---- Data for the task

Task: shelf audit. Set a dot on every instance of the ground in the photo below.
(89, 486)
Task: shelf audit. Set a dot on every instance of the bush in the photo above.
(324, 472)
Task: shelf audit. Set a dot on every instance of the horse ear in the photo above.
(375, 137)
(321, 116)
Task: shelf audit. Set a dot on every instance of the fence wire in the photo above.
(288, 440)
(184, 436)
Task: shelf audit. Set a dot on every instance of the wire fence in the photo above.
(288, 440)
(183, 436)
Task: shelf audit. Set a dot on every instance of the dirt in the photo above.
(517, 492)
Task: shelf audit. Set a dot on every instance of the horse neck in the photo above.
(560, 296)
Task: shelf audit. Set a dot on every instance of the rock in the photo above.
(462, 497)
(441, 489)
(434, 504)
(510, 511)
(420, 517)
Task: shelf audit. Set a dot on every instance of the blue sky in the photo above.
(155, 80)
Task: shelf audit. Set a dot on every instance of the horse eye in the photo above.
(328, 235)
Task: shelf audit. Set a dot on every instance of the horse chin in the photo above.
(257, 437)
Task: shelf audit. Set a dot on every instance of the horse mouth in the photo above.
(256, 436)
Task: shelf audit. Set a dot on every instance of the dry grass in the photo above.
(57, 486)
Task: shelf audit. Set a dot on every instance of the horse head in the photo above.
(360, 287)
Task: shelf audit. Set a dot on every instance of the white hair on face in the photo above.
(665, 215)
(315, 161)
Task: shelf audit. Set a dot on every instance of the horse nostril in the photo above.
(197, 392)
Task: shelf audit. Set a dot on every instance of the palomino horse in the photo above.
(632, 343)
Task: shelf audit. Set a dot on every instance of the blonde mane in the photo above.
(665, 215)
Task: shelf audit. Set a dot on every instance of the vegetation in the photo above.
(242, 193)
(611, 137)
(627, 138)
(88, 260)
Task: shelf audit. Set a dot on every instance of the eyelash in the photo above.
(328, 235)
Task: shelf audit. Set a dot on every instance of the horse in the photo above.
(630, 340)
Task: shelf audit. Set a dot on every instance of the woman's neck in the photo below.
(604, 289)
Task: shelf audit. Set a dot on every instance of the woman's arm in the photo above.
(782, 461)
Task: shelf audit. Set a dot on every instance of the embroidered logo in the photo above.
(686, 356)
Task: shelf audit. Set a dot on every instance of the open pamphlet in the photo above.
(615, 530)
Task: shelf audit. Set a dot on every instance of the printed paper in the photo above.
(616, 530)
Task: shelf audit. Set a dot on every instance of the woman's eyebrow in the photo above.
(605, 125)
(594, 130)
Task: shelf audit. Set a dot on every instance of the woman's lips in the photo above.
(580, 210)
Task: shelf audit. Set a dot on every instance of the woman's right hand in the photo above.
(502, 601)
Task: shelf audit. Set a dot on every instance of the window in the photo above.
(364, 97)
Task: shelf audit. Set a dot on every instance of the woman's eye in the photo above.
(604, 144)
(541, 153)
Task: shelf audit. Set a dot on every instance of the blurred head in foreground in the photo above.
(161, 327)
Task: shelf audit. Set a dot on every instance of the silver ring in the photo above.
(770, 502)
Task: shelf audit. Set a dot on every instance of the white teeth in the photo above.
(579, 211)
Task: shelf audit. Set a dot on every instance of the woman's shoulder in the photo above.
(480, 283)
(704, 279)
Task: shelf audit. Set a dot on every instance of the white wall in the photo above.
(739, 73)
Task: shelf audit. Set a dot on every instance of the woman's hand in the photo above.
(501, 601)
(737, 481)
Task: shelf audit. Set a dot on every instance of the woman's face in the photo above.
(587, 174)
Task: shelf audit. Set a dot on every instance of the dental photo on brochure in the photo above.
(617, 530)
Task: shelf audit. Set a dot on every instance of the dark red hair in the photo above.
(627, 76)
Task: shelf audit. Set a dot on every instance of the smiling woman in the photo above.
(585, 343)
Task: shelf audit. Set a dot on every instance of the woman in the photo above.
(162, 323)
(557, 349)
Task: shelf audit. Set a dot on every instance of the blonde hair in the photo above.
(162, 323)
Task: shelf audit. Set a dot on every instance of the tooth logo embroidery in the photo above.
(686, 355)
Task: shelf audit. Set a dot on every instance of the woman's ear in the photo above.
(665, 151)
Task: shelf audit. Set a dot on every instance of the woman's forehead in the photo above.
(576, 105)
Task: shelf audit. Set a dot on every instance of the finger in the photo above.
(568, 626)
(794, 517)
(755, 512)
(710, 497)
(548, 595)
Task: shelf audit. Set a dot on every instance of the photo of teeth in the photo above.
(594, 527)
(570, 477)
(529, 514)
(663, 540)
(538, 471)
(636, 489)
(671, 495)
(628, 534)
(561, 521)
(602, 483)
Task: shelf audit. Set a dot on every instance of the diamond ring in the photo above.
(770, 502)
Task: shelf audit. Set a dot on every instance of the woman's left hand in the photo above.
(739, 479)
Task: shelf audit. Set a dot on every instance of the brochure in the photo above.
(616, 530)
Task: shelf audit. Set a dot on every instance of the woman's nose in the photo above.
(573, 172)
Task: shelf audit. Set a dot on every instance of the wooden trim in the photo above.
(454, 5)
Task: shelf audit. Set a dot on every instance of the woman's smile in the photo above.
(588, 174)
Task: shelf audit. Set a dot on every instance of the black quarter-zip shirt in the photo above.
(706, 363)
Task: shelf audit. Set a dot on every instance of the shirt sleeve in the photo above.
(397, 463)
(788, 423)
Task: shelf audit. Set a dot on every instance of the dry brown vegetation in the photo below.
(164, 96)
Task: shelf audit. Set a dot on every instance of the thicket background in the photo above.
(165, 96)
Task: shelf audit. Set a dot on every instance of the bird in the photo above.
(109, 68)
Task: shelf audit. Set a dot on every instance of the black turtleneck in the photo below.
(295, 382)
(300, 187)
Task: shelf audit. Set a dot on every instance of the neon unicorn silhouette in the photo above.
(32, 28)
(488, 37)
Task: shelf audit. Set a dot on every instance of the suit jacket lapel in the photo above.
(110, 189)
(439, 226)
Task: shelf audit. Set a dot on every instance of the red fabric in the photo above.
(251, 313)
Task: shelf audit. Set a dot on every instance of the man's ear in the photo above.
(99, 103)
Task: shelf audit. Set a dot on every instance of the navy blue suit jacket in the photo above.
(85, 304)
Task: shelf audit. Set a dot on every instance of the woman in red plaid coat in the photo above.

--------

Goal -> Take the lines from the one containing "shirt in the photo above." to the last line of the material above and write them out exactly.

Written answer ->
Task: shelf audit. Set a dot on every instance of the black quarter-zip shirt in the photo above.
(706, 363)
Task: shelf audit. Set a dot on every instance of the shirt sleeve in the photo above.
(397, 463)
(788, 423)
Task: shelf audit. Set a dot on every instance of the dry brown vegetation in the photo below.
(164, 96)
Task: shelf audit. Set a dot on every instance of the thicket background in the photo above.
(165, 96)
Task: shelf audit. Set a dot on every instance of the bird in the photo above.
(109, 68)
Task: shelf audit. Set a dot on every instance of the black turtleneck in the photo below.
(295, 382)
(300, 187)
Task: shelf audit. Set a dot on every instance of the neon unicorn silhouette in the photo above.
(32, 28)
(488, 37)
Task: shelf audit. Set a dot on every instance of the suit jacket lapel in the photo above.
(110, 189)
(439, 226)
Task: shelf audit. Set a dot on every instance of the red fabric in the photo above.
(251, 313)
Task: shelf audit. Set a dot on every instance of the man's ear in the photo above.
(99, 103)
Task: shelf audit. Set a dot on every instance of the navy blue suit jacket in the photo above.
(85, 304)
Task: shelf audit. Set a dot on every instance of the woman in red plaid coat in the photo above.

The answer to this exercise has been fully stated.